(TASK REQUIREMENTS):
1. In the article on the Snyder and Ben-Ghiat conversation, what does Snyder call the war against Iran under international law?
2. Print the part of the article on the Snyder and Ben-Ghiat conversation that opens with the words containing "Ben-Ghiat: War can" and closes with "ask: why now?", copying it word for word.

(EXTRACT PROVIDED):
======

Is this war a pretext?

“One of the pleasures of talking with a colleague is that we can indulge ourselves a little bit by talking about the past. There’s a long history of this kind of alchemical transfiguration of democracy by way of war.”

Timothy Snyder says this to Ruth Ben-Ghiat in a conversation, and that sentence stopped me: two American historians allowing themselves the luxury of talking about the past precisely while the present is taking a turn that the past can help us recognise. Worth following.

The conversation starts from a simple question — why now? — and from there unfolds along four intersecting axes: war as an autocratic tool, fascism (and its limits, in Trump’s specific case), the psychology of power, and the concrete possibilities of resistance, both institutional and from below.

Snyder is clear from the outset: under international law, the war against Iran is a crime of aggression. The fact that the president was able to mobilise the armed forces without going through Congress is not a procedural overreach — it is a constitutional rupture. Ben-Ghiat adds a comparative perspective: autocrats go to war for personal survival, not for reasons of state, and the “Venezuela model” gave the American administration the illusion that it could replicate a lightning operation on an incomparably larger scale, without a deep understanding of the differences in scenario and the potential risks of the conflict spreading across the entire Middle East.

Ben-Ghiat: War can be an option if an autocrat feels he’s vulnerable at home — maybe popularity is declining, corruption is becoming more blatant, people are disaffected — and often you have an impulse as an autocrat to launch some kind of military action that can both give you the possibility to have special powers arrogated to yourself, states of emergency. Also, it’s supposed to be unifying. So we always want to ask: why now?

Snyder: I think we’re in a very specific variant where all the symptoms you describe are there. But I’m not sure that it’s going to work in the traditional rallying-of-the-population kind of way. […] So there’s a war with Iran, or maybe it’ll be Cuba by November, but for now it’s Iran. And therefore we can’t have normal elections. Therefore we have to take precautions. Therefore we have to do a kind of sneaky, passive-aggressive regime change.

======

(SUPPLIED MATERIAL):
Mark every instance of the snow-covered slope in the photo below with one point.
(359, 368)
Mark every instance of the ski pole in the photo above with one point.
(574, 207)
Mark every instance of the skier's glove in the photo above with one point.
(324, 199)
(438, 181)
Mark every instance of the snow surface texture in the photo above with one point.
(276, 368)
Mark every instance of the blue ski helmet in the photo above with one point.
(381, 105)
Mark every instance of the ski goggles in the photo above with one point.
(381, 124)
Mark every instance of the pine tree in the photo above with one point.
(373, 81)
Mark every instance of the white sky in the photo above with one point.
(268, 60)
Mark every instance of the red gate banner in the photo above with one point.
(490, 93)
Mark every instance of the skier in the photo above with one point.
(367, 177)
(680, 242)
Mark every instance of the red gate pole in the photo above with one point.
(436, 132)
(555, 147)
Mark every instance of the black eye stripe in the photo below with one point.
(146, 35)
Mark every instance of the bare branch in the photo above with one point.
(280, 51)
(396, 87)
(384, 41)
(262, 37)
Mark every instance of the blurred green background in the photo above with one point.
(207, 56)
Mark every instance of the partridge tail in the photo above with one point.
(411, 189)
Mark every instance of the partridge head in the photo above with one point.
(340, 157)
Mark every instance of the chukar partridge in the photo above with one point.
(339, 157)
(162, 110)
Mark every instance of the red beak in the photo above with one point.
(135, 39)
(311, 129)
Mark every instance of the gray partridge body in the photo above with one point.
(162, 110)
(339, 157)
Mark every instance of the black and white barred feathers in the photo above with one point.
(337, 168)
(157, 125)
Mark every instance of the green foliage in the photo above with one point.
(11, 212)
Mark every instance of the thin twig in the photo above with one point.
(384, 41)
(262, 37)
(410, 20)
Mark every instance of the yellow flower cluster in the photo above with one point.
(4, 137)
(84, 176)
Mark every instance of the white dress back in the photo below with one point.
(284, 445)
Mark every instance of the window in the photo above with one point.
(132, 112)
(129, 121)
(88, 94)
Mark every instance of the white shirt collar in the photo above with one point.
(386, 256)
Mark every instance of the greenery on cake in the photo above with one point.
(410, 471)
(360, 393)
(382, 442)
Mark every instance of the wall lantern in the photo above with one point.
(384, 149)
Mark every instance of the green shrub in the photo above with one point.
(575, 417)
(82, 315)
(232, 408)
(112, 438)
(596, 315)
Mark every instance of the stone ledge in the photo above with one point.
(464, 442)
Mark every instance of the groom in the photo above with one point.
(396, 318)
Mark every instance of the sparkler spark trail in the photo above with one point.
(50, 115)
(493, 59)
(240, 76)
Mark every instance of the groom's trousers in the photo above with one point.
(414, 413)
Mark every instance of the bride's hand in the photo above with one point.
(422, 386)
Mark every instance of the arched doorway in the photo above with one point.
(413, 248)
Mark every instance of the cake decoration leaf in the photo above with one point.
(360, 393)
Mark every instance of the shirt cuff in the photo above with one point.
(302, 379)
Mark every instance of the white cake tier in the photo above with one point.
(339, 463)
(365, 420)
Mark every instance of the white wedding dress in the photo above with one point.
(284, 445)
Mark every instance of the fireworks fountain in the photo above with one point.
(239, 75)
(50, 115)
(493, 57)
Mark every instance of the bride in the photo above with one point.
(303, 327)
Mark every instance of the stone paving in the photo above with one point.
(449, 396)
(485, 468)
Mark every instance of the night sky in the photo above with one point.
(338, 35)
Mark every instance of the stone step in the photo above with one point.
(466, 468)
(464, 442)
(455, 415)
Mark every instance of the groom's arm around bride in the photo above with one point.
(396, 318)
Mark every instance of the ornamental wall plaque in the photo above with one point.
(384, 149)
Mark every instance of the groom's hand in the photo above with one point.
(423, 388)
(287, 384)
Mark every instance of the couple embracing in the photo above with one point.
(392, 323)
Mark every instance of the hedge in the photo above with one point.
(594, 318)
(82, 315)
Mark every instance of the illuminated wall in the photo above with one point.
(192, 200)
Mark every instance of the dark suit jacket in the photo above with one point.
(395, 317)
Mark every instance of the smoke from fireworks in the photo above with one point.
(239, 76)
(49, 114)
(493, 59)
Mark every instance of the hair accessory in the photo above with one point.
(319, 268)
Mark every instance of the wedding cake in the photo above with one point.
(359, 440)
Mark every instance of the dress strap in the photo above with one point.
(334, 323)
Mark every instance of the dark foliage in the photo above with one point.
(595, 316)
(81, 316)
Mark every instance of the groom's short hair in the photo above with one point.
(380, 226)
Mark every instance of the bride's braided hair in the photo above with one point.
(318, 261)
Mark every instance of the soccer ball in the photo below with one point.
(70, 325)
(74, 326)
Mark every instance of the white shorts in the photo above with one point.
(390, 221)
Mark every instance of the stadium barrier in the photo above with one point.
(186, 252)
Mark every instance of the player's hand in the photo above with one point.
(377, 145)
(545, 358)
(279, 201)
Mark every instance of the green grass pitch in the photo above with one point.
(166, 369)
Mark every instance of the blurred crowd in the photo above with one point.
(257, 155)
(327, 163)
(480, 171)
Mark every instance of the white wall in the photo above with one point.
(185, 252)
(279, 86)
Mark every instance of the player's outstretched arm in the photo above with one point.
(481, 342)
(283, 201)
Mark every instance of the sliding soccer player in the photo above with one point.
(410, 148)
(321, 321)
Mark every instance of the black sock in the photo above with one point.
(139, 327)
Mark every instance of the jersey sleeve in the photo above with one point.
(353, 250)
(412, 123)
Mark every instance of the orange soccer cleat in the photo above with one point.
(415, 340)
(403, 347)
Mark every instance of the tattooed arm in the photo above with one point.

======

(TASK-BY-TASK SOLUTIONS):
1. A crime of aggression.

2.
Ben-Ghiat: War can be an option if an autocrat feels he’s vulnerable at home — maybe popularity is declining, corruption is becoming more blatant, people are disaffected — and often you have an impulse as an autocrat to launch some kind of military action that can both give you the possibility to have special powers arrogated to yourself, states of emergency. Also, it’s supposed to be unifying. So we always want to ask: why now?